TASK REQUIREMENTS
All of the data below is to be output exactly as written.

THE DATA
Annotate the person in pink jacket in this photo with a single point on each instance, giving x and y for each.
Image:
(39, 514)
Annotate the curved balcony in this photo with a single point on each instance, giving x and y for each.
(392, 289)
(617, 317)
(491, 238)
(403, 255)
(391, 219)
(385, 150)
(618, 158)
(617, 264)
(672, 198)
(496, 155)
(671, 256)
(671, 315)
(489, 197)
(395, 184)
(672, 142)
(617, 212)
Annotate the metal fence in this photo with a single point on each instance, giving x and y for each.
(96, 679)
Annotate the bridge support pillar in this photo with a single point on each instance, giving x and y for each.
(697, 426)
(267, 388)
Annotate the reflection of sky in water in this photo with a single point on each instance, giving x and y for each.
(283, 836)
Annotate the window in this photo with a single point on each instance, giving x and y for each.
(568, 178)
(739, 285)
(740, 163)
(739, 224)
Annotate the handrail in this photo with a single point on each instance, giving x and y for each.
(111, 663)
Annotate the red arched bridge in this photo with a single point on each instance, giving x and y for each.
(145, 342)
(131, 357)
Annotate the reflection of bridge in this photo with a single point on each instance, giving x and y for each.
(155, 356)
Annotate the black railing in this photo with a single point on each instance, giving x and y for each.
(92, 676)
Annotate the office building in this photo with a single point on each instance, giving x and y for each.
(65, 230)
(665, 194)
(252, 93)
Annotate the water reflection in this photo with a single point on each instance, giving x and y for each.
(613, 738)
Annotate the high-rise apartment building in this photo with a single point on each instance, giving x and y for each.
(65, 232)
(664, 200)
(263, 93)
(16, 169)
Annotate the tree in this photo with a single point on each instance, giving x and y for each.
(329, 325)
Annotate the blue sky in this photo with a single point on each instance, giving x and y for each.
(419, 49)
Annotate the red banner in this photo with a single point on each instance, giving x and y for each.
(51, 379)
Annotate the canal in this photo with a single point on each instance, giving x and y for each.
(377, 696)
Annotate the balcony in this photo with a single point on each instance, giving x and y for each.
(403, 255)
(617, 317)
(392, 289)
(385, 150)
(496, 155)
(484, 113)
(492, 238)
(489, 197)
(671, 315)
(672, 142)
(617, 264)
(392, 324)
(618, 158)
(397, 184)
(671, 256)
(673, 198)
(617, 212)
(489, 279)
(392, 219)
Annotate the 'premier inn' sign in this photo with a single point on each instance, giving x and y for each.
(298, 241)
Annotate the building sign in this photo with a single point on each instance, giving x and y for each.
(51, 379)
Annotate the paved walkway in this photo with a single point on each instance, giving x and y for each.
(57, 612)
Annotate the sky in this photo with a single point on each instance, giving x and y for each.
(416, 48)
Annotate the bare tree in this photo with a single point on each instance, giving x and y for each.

EXERCISE ANSWER
Annotate the person in pink jacket in this photo with a single point on each instance, giving x and y for each.
Image:
(39, 514)
Annotate the curved balcony in this photo with a single point on each instance, giving x and y for each.
(392, 289)
(617, 317)
(491, 238)
(403, 255)
(391, 219)
(385, 150)
(618, 158)
(617, 264)
(672, 198)
(496, 155)
(671, 256)
(671, 315)
(489, 197)
(395, 184)
(672, 142)
(617, 212)
Annotate the metal fence in this photo with a single point on each instance, giving x and y for each.
(96, 679)
Annotate the bridge support pillar in this photo with a single point on each instance, giving x and y for each.
(697, 426)
(267, 388)
Annotate the reflection of sky in water in this photo with a single point on each instance, giving x and y for each.
(283, 836)
Annotate the window in this photo with a single point on each instance, giving x and y for each.
(568, 178)
(739, 285)
(740, 163)
(739, 224)
Annotate the handrail in this photo with a single point on each instance, giving x and y for each.
(111, 663)
Annotate the red arched bridge in this photo with a single point on each instance, giving x and y for each.
(145, 342)
(131, 357)
Annotate the reflection of bridge in this photo with a single point on each instance, giving x and y for each.
(155, 356)
Annotate the black railing in this photo with a single point on each instance, giving x and y for each.
(92, 676)
Annotate the office building in this photo with a single point on each instance, giving x and y for each.
(65, 230)
(665, 194)
(252, 93)
Annotate the water reflection in this photo with a single point on each instance, giving x and y for each.
(613, 738)
Annotate the high-rise apartment building in this photo with a single point on each instance, giving x and y for each.
(65, 232)
(664, 200)
(263, 93)
(16, 169)
Annotate the tree in this photo with a single point on each instance, giving x and y for each.
(329, 325)
Annotate the blue sky in this photo with a single point on each instance, giving x and y for each.
(419, 49)
Annotate the red banner in this photo with a single point on each instance, giving x and y for each.
(51, 379)
Annotate the canal in this photo with a single point on each instance, giving x and y for each.
(377, 696)
Annotate the balcony in this photo with a single point on each instance, giving x and y for each.
(403, 255)
(617, 317)
(392, 289)
(385, 150)
(496, 155)
(484, 113)
(492, 238)
(489, 197)
(671, 315)
(672, 142)
(617, 264)
(392, 324)
(618, 158)
(397, 184)
(671, 256)
(673, 198)
(617, 212)
(489, 279)
(392, 219)
Annotate the 'premier inn' sign in this photo with a single point on each instance, giving x and y for each.
(298, 241)
Annotate the building sign in this photo with a single point on each instance, giving x and y for each.
(51, 379)
Annotate the paved walkway in this photo with a single point on each instance, giving x and y for each.
(57, 612)
Annotate the sky in this photo with a single point on each instance, giving x and y for each.
(416, 48)
Annotate the bare tree in this photo with a single point on each instance, giving x and y for each.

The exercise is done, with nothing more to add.